===== Data supplied
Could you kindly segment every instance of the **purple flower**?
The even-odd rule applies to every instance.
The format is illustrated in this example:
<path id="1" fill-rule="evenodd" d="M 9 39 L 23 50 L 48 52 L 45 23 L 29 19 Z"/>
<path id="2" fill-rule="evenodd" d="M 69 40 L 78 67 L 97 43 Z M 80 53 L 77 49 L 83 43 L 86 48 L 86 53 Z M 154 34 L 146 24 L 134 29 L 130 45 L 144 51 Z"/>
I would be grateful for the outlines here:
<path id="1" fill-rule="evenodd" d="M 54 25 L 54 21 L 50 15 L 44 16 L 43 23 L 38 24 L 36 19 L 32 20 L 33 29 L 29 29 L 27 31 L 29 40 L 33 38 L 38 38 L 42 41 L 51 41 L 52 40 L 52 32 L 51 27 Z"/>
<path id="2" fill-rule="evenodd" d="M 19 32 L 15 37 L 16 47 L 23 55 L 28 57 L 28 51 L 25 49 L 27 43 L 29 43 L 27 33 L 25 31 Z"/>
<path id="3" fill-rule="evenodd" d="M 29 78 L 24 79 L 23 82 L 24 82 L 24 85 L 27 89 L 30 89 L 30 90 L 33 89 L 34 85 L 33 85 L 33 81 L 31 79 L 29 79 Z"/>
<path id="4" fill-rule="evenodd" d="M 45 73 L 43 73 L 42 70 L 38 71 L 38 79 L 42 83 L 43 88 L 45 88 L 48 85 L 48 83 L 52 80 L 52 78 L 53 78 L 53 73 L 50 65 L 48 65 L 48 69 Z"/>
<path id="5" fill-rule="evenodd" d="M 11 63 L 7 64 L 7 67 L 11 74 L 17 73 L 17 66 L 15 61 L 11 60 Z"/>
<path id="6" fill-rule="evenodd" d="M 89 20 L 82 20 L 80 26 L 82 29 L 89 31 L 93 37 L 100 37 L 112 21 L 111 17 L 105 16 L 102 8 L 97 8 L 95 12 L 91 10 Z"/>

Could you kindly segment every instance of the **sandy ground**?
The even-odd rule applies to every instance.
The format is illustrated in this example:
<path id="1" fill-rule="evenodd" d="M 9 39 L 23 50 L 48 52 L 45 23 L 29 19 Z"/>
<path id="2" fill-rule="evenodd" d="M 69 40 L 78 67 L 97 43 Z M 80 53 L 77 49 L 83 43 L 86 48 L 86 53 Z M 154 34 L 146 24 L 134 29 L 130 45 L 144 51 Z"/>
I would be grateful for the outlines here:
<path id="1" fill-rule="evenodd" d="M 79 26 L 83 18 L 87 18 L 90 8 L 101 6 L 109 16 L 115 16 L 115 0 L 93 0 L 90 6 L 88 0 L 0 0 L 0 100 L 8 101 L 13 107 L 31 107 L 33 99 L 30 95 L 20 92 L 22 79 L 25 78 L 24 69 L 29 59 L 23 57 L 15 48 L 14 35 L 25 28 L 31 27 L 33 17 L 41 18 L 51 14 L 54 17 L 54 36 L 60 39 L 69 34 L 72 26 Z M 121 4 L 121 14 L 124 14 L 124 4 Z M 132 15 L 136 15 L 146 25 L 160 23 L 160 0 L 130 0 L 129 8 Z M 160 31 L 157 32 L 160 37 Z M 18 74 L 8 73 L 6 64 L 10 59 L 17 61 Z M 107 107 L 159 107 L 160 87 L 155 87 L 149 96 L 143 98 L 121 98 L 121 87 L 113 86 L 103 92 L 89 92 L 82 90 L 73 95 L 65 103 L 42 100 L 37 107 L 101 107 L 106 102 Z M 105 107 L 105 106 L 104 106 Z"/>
==========
» **Instruction**
Put everything from the line containing "Could you kindly segment every instance of the **sandy" down through the last of the rows, including both ends, into a JSON list of strings with one string per line and no blank lines.

» **Solution to this task**
[
  "Could you kindly segment every instance of the **sandy ground**?",
  "The even-odd rule applies to every instance.",
  "The format is illustrated in this example:",
  "<path id=\"1\" fill-rule=\"evenodd\" d=\"M 9 39 L 23 50 L 48 52 L 45 23 L 29 19 Z\"/>",
  "<path id=\"2\" fill-rule=\"evenodd\" d=\"M 69 40 L 78 67 L 97 43 Z M 80 53 L 77 49 L 83 43 L 86 48 L 86 53 Z M 154 34 L 146 24 L 134 29 L 130 45 L 144 51 Z\"/>",
  "I would be grateful for the outlines here:",
  "<path id=\"1\" fill-rule=\"evenodd\" d=\"M 79 26 L 83 18 L 87 18 L 90 8 L 101 6 L 109 16 L 115 16 L 115 0 L 93 0 L 90 6 L 88 0 L 0 0 L 0 100 L 8 101 L 13 107 L 31 107 L 33 99 L 30 95 L 20 92 L 22 79 L 25 78 L 24 69 L 29 59 L 23 57 L 15 48 L 14 35 L 25 28 L 31 27 L 33 17 L 41 18 L 51 14 L 54 17 L 54 36 L 60 39 L 69 34 L 72 26 Z M 121 4 L 121 14 L 124 14 L 124 4 Z M 132 15 L 136 15 L 146 25 L 160 23 L 160 0 L 130 0 L 129 8 Z M 160 31 L 157 32 L 160 37 Z M 18 74 L 8 73 L 6 64 L 10 59 L 17 61 Z M 107 107 L 159 107 L 160 87 L 155 87 L 149 96 L 143 98 L 121 98 L 121 87 L 113 86 L 103 92 L 89 92 L 82 90 L 73 95 L 65 103 L 42 100 L 37 107 L 101 107 L 106 102 Z M 105 107 L 105 106 L 104 106 Z\"/>"
]